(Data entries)

>>>>

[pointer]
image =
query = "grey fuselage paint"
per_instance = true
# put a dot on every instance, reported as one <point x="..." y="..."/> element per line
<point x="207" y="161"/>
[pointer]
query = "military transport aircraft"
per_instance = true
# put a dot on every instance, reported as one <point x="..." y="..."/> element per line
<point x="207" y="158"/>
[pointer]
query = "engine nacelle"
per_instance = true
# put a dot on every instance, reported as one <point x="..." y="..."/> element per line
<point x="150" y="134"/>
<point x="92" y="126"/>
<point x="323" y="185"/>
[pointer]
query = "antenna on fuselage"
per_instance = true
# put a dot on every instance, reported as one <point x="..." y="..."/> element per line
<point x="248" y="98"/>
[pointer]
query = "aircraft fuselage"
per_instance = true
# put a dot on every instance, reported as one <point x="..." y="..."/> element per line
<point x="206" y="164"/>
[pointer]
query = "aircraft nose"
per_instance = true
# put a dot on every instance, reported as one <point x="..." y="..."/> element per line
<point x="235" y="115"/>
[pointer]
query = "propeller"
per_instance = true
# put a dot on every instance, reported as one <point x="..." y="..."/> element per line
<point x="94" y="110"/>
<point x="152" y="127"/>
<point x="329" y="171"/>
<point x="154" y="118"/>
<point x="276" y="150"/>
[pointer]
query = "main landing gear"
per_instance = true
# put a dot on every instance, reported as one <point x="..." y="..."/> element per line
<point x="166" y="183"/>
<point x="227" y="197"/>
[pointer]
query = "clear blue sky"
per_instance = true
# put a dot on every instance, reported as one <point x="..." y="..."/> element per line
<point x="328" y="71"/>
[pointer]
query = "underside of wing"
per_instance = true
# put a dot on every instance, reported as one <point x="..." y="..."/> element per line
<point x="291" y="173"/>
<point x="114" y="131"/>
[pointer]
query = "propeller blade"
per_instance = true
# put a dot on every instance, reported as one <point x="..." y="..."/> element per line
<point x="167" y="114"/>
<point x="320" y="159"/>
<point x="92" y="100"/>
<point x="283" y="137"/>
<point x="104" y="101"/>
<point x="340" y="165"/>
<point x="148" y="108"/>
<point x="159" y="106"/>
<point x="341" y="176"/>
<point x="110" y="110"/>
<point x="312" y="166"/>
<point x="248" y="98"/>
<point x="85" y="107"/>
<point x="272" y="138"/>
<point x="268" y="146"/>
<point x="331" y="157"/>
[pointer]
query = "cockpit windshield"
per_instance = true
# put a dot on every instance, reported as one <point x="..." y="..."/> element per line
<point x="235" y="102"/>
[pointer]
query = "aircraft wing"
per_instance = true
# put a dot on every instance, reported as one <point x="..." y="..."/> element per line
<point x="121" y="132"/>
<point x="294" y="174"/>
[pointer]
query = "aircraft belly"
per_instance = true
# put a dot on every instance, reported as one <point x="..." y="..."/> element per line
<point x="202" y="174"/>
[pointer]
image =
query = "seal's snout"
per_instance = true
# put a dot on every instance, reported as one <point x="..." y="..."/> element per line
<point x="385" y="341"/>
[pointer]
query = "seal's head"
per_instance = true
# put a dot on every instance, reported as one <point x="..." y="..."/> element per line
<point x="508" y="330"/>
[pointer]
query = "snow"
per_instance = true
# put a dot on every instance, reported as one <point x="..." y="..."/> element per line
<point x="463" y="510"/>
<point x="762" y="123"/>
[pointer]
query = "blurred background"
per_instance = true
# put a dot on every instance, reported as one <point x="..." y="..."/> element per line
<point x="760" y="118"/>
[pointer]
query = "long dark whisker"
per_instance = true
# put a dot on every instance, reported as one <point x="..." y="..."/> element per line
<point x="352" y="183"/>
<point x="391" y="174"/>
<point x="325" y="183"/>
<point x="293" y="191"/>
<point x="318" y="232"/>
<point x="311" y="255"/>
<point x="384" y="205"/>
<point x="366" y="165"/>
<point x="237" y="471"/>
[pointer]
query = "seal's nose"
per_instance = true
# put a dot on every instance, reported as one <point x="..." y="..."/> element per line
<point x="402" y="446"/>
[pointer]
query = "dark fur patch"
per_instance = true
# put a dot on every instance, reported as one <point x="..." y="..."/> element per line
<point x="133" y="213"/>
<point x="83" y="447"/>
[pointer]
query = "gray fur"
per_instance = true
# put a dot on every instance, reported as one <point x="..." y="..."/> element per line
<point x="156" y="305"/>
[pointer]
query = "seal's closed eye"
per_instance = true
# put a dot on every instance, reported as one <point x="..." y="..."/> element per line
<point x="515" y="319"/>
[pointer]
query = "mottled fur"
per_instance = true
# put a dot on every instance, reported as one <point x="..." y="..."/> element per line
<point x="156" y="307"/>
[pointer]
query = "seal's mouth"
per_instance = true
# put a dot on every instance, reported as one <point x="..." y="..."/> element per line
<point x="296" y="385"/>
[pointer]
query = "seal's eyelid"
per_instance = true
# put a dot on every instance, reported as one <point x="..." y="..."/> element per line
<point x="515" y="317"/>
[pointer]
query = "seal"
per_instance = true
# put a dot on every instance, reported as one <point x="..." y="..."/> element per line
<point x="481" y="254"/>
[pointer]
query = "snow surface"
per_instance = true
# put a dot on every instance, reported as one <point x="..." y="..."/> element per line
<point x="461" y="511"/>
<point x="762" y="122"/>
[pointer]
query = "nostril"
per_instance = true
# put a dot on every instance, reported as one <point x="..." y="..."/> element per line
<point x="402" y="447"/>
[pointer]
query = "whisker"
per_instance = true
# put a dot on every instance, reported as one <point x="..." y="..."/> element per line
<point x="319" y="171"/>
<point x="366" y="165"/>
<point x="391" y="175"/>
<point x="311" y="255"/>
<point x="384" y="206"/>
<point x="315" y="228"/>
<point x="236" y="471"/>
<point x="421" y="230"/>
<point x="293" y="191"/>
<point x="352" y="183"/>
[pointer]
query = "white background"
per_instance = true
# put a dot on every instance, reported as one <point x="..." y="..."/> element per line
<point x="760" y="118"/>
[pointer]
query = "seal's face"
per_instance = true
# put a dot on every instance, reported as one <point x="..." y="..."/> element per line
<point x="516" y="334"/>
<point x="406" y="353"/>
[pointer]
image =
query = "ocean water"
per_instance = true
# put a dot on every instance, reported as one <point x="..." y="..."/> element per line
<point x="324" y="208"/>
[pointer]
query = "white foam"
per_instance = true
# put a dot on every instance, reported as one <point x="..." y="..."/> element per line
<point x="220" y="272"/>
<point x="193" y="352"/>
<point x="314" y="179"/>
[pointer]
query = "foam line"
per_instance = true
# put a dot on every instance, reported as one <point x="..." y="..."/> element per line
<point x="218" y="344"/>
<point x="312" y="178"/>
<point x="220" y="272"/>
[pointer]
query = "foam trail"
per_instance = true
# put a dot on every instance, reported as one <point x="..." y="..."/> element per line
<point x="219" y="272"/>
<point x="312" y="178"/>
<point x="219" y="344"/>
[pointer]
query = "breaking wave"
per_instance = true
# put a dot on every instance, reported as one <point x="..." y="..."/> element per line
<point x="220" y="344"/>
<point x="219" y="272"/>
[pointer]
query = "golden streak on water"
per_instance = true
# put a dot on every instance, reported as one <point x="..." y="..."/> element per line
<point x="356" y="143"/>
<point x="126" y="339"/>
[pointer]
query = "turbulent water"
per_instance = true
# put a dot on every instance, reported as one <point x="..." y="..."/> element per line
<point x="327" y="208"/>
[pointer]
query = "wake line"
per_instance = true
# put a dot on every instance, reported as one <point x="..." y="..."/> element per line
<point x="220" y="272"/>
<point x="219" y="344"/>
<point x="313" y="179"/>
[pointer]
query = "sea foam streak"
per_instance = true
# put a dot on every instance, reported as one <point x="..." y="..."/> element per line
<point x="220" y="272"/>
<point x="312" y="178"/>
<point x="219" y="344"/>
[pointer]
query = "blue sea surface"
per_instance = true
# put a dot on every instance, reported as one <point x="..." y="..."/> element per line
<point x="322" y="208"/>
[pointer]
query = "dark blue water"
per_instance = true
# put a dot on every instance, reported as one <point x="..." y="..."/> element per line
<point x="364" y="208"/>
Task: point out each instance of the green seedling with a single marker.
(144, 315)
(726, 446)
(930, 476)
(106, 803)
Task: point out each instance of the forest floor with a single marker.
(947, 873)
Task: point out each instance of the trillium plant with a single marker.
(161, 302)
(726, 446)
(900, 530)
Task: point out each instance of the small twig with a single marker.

<<<<

__Assignment__.
Provide solely the number of lines in the data that include the word "propeller".

__Answer for this exercise__.
2